Most retirees believe that tax-exempt bonds are exempt from income taxes. They’re wrong. A number of exempt bonds fund “private activities.” Interest from these is tax-free under the regular tax but is taxed under the AMT.
You also are likely to have more capital gains from the sale of investments during retirement than your working years. These increased capital gains put you at risk for triggering the AMT.
The result for too many retirees is that income declines while tax deductions don’t shrink and might increase. That combination triggers the AMT. If the AMT is triggered, your income declines but your taxes increase.
You can beat the AMT with planning. To effectively avoid the AMT, several years must be planned at one time. The simple rule is to match income and expenses. Try to move expenses into a year with higher than usual income or move income into a year with extra tax breaks.
Some people conclude that they cannot beat the AMT every year. They decide to pay the AMT once every two or three years. They look to maximize income in an AMT year, knowing it will face a maximum tax of 28% and defer some deductions to other years when they aren’t likely to be disallowed by the AMT.

- - - - - - -

Assigned task 1:
Answer these questions from the text on the AMT:
(a) Under which tax is interest from bonds that fund "private activities" taxed?
(b) What is the simple rule for beating the AMT?
(c) What maximum tax does income face in an AMT year?
Assigned task 2: In the text on the AMT, rewrite the stretch from "You also are" through "triggering the AMT.", substituting "investment profits" for "capital gains".

- - - - - - -

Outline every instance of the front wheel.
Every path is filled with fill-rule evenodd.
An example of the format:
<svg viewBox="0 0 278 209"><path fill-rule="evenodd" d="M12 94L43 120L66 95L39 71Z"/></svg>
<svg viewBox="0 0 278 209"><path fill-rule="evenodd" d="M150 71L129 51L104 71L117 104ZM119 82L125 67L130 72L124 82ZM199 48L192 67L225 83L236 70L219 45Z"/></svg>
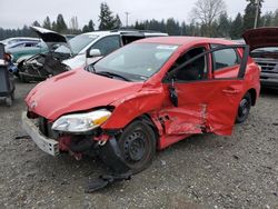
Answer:
<svg viewBox="0 0 278 209"><path fill-rule="evenodd" d="M156 137L148 125L139 120L131 122L119 137L118 143L133 175L150 166L156 153Z"/></svg>
<svg viewBox="0 0 278 209"><path fill-rule="evenodd" d="M245 122L249 115L250 109L251 109L251 96L249 92L247 92L239 102L236 122L237 123Z"/></svg>

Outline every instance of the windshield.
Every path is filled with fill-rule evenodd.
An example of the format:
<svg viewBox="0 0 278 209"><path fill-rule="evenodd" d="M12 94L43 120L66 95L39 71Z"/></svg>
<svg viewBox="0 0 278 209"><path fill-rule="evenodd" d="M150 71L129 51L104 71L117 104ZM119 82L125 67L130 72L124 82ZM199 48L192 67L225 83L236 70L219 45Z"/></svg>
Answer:
<svg viewBox="0 0 278 209"><path fill-rule="evenodd" d="M129 80L147 80L159 71L178 46L159 43L131 43L98 61L95 72L112 72Z"/></svg>
<svg viewBox="0 0 278 209"><path fill-rule="evenodd" d="M93 36L93 34L79 34L70 39L69 44L71 47L73 54L78 54L85 47L90 44L97 38L98 36ZM70 50L64 46L60 46L54 51L59 53L70 53Z"/></svg>

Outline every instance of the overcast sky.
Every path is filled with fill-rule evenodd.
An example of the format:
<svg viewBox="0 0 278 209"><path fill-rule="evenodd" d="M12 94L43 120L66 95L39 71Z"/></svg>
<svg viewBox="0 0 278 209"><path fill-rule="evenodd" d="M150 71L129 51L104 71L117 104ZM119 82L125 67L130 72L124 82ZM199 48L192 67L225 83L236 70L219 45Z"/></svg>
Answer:
<svg viewBox="0 0 278 209"><path fill-rule="evenodd" d="M126 24L125 12L130 12L129 23L136 20L168 19L175 18L179 21L189 22L190 11L197 0L106 0L112 12L120 16ZM0 27L22 28L23 24L31 24L34 20L40 23L47 16L51 21L56 20L58 13L62 13L69 23L71 17L77 16L79 28L93 20L99 26L98 16L100 3L103 0L0 0ZM238 12L244 12L246 0L225 0L228 14L232 18ZM265 0L262 12L278 9L278 0Z"/></svg>

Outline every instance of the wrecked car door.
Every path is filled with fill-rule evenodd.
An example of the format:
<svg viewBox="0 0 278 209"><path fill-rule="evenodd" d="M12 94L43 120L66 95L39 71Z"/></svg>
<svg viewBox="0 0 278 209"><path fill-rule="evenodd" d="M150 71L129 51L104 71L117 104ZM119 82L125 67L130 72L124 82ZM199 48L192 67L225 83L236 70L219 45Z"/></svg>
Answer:
<svg viewBox="0 0 278 209"><path fill-rule="evenodd" d="M245 49L242 59L218 56L227 50L236 54L237 48ZM166 135L231 135L238 104L244 96L248 53L247 46L212 49L203 46L180 56L163 79L163 87L169 89L172 103L166 102L166 108L159 112ZM216 60L216 57L220 60ZM219 76L219 70L226 73Z"/></svg>

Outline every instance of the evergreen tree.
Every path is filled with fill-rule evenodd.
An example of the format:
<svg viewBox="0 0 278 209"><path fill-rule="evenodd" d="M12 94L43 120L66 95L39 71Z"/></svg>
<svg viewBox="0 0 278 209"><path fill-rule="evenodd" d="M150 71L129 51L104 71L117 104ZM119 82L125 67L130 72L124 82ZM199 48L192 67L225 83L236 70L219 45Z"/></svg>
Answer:
<svg viewBox="0 0 278 209"><path fill-rule="evenodd" d="M57 23L56 23L56 21L52 22L51 29L52 29L53 31L57 31Z"/></svg>
<svg viewBox="0 0 278 209"><path fill-rule="evenodd" d="M121 23L121 20L120 20L120 17L118 16L118 13L116 14L113 22L115 22L113 28L121 28L122 27L122 23Z"/></svg>
<svg viewBox="0 0 278 209"><path fill-rule="evenodd" d="M67 31L68 31L68 27L67 27L61 13L59 13L57 17L56 31L61 32L61 33L67 33Z"/></svg>
<svg viewBox="0 0 278 209"><path fill-rule="evenodd" d="M92 20L89 21L88 23L88 30L91 32L91 31L95 31L95 23Z"/></svg>
<svg viewBox="0 0 278 209"><path fill-rule="evenodd" d="M260 27L271 27L272 26L272 19L275 18L274 12L266 12L261 18L260 18Z"/></svg>
<svg viewBox="0 0 278 209"><path fill-rule="evenodd" d="M169 18L166 21L166 29L167 29L168 34L170 36L180 34L179 22L176 22L173 18Z"/></svg>
<svg viewBox="0 0 278 209"><path fill-rule="evenodd" d="M90 32L89 27L87 24L83 26L82 32Z"/></svg>
<svg viewBox="0 0 278 209"><path fill-rule="evenodd" d="M261 13L261 6L264 0L258 0L259 1L259 13L258 13L258 24L259 26L259 20L260 20L260 13ZM247 0L248 4L246 6L245 9L245 16L244 16L244 30L252 29L255 24L255 17L256 17L256 0Z"/></svg>
<svg viewBox="0 0 278 209"><path fill-rule="evenodd" d="M236 19L231 22L230 27L230 38L239 39L244 31L244 18L241 13L238 13Z"/></svg>
<svg viewBox="0 0 278 209"><path fill-rule="evenodd" d="M109 9L106 2L100 4L100 14L99 14L99 30L110 30L115 27L115 18L112 11Z"/></svg>
<svg viewBox="0 0 278 209"><path fill-rule="evenodd" d="M271 21L271 26L278 27L278 9L274 13L274 19Z"/></svg>
<svg viewBox="0 0 278 209"><path fill-rule="evenodd" d="M219 26L217 27L217 37L229 37L230 23L227 12L221 13L219 16Z"/></svg>
<svg viewBox="0 0 278 209"><path fill-rule="evenodd" d="M40 27L40 23L36 20L32 26Z"/></svg>
<svg viewBox="0 0 278 209"><path fill-rule="evenodd" d="M49 17L46 18L46 20L42 23L42 27L46 28L46 29L51 30L51 21L50 21Z"/></svg>

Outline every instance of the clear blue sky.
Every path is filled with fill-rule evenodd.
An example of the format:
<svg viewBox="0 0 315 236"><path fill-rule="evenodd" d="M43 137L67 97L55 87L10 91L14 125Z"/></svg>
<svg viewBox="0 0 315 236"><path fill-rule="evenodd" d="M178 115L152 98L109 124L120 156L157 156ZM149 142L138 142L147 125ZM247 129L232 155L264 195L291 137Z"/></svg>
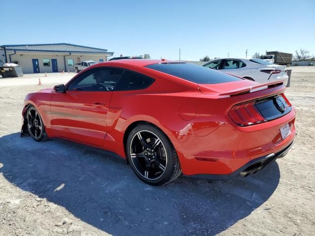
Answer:
<svg viewBox="0 0 315 236"><path fill-rule="evenodd" d="M3 0L0 45L70 43L199 60L255 52L315 55L315 0Z"/></svg>

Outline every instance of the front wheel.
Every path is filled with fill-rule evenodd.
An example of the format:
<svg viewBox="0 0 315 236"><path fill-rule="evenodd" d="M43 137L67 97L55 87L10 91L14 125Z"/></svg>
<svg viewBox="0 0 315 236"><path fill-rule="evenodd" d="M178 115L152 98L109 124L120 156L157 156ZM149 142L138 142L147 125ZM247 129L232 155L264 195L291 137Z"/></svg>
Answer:
<svg viewBox="0 0 315 236"><path fill-rule="evenodd" d="M165 184L182 173L176 151L160 130L140 124L127 141L127 158L132 170L142 181L153 185Z"/></svg>
<svg viewBox="0 0 315 236"><path fill-rule="evenodd" d="M39 113L33 106L31 106L28 109L26 119L29 133L34 140L43 142L48 139L48 136L45 131L43 120Z"/></svg>

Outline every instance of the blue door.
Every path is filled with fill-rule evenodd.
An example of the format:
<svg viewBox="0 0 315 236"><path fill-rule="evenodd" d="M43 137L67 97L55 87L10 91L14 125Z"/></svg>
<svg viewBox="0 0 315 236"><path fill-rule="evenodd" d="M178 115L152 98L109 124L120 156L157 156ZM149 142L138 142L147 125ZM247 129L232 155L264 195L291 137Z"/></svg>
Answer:
<svg viewBox="0 0 315 236"><path fill-rule="evenodd" d="M58 65L57 59L51 59L51 65L53 66L53 72L58 72Z"/></svg>
<svg viewBox="0 0 315 236"><path fill-rule="evenodd" d="M39 73L39 63L38 59L32 59L33 62L33 70L34 73Z"/></svg>

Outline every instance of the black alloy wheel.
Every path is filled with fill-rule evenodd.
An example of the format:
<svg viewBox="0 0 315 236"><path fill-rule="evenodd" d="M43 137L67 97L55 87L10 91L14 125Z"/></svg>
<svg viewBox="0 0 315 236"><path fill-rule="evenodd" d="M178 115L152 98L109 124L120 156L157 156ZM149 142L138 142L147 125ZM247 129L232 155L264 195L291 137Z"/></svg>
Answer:
<svg viewBox="0 0 315 236"><path fill-rule="evenodd" d="M175 148L167 137L157 127L141 124L130 133L127 142L127 158L132 170L150 184L165 184L181 174Z"/></svg>

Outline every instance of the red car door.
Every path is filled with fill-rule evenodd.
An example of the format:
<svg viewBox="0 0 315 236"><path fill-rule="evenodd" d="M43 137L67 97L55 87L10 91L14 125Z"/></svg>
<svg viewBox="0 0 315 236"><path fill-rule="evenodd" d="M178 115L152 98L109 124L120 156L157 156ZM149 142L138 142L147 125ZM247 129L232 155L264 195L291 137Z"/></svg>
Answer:
<svg viewBox="0 0 315 236"><path fill-rule="evenodd" d="M89 70L56 93L51 101L51 127L58 136L101 146L107 134L107 112L112 90L122 70Z"/></svg>

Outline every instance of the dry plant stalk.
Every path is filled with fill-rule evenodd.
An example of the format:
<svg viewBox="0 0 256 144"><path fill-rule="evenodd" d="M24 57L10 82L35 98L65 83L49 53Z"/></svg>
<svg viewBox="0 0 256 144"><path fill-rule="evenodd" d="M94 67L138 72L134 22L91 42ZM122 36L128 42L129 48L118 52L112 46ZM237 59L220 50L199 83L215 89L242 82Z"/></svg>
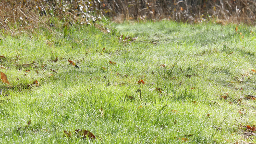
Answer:
<svg viewBox="0 0 256 144"><path fill-rule="evenodd" d="M51 31L52 17L64 21L65 26L91 24L98 19L95 15L117 21L167 19L200 23L210 19L222 24L254 24L256 14L254 0L3 0L0 1L0 28L14 35L39 27Z"/></svg>

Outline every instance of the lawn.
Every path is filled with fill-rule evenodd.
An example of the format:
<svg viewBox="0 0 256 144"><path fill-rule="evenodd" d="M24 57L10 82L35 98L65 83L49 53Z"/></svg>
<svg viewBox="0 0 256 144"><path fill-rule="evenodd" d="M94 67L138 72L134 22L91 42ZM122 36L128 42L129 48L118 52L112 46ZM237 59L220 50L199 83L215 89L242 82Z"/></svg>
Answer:
<svg viewBox="0 0 256 144"><path fill-rule="evenodd" d="M102 24L1 34L1 143L256 143L256 27Z"/></svg>

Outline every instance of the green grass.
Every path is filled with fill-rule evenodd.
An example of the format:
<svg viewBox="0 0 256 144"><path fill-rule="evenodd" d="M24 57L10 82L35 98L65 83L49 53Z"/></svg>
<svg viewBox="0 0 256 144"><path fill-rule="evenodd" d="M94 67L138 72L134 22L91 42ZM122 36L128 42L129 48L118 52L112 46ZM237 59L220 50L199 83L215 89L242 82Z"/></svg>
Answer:
<svg viewBox="0 0 256 144"><path fill-rule="evenodd" d="M244 134L256 125L256 100L245 99L256 95L256 27L111 24L111 34L75 25L4 36L1 143L256 143ZM76 129L97 138L63 136Z"/></svg>

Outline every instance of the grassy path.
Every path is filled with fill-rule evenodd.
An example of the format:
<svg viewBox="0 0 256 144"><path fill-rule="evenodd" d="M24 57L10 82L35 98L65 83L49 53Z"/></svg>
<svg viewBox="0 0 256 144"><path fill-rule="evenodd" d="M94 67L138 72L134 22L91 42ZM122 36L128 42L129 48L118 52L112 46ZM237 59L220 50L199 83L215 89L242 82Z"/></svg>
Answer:
<svg viewBox="0 0 256 144"><path fill-rule="evenodd" d="M256 27L112 24L4 36L0 142L256 143Z"/></svg>

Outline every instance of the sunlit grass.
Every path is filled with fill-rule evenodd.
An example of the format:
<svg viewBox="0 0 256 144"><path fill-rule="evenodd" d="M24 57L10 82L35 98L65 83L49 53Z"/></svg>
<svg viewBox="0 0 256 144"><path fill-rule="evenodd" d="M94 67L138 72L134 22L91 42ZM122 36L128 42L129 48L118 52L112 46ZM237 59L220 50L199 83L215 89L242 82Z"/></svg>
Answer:
<svg viewBox="0 0 256 144"><path fill-rule="evenodd" d="M112 24L114 34L75 26L4 36L2 143L256 143L243 134L256 125L256 101L245 98L256 91L255 27ZM97 138L63 136L76 129Z"/></svg>

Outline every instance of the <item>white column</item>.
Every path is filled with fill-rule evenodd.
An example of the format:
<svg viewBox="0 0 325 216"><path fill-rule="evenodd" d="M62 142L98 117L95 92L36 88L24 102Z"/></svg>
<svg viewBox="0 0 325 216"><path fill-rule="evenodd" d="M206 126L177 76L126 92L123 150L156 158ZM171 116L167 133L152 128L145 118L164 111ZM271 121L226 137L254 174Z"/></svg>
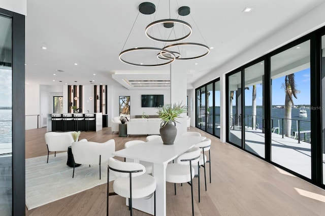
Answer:
<svg viewBox="0 0 325 216"><path fill-rule="evenodd" d="M171 104L180 103L186 105L187 93L187 79L186 71L185 69L181 69L180 67L177 69L175 64L177 62L173 62L170 64L170 72L171 76ZM183 113L180 118L177 119L179 123L176 123L177 128L177 136L186 132L186 113Z"/></svg>

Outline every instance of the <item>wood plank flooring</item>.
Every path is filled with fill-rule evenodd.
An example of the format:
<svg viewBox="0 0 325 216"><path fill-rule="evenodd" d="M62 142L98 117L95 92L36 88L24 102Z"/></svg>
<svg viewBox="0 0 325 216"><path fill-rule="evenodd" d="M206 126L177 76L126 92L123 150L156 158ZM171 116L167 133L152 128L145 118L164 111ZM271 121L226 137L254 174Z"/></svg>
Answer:
<svg viewBox="0 0 325 216"><path fill-rule="evenodd" d="M188 131L200 132L211 139L212 183L204 190L201 177L201 201L198 199L198 179L194 179L196 215L324 215L325 191L267 163L218 139L191 127ZM26 131L26 158L46 155L46 128ZM82 132L80 138L102 142L113 138L116 149L132 139L145 140L146 136L120 137L112 134L110 128L102 131ZM209 165L207 165L209 168ZM201 169L203 173L203 169ZM281 171L281 170L280 171ZM208 172L207 173L208 177ZM112 184L111 184L112 185ZM110 191L112 191L111 185ZM190 215L189 186L167 183L167 215ZM30 210L26 215L104 215L106 211L105 184ZM297 191L305 192L300 195ZM301 193L302 192L301 192ZM311 194L311 196L308 195ZM306 196L311 196L312 198ZM112 215L128 215L125 199L110 197ZM134 215L147 215L134 209Z"/></svg>

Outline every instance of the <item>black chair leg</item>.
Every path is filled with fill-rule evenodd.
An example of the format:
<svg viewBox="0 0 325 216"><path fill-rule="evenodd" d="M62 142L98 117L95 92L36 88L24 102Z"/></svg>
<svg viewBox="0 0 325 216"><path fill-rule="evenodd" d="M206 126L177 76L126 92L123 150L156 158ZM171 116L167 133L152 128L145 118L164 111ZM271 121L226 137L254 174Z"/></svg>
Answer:
<svg viewBox="0 0 325 216"><path fill-rule="evenodd" d="M210 154L210 150L209 150L209 167L210 168L210 183L211 183L211 158Z"/></svg>
<svg viewBox="0 0 325 216"><path fill-rule="evenodd" d="M207 191L207 175L205 172L205 165L206 165L205 161L204 161L204 165L203 165L203 168L204 168L204 184L205 184L205 191Z"/></svg>
<svg viewBox="0 0 325 216"><path fill-rule="evenodd" d="M75 163L73 164L73 172L72 172L72 177L75 176Z"/></svg>
<svg viewBox="0 0 325 216"><path fill-rule="evenodd" d="M46 148L47 148L47 162L46 163L49 163L49 154L50 154L50 151L49 151L49 146L46 144Z"/></svg>
<svg viewBox="0 0 325 216"><path fill-rule="evenodd" d="M107 166L107 192L106 196L107 197L107 203L106 203L106 215L108 216L108 198L109 197L109 188L110 188L110 171L109 168Z"/></svg>
<svg viewBox="0 0 325 216"><path fill-rule="evenodd" d="M154 192L153 193L153 200L154 200L154 212L153 212L153 215L156 216L156 191L154 191Z"/></svg>
<svg viewBox="0 0 325 216"><path fill-rule="evenodd" d="M199 178L199 202L201 202L200 188L200 164L198 162L198 177Z"/></svg>

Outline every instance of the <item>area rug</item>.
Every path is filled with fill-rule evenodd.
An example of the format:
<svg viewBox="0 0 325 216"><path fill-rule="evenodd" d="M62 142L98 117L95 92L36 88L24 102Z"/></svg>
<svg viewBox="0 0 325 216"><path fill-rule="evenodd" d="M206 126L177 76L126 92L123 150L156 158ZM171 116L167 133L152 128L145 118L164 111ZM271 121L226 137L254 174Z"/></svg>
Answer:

- - - - - - -

Your solution 1:
(a) The AMT
(b) Match income and expenses.
(c) 28%

Your solution 2:
You also are likely to have more investment profits from the sale of investments during retirement than your working years. These increased investment profits put you at risk for triggering the AMT.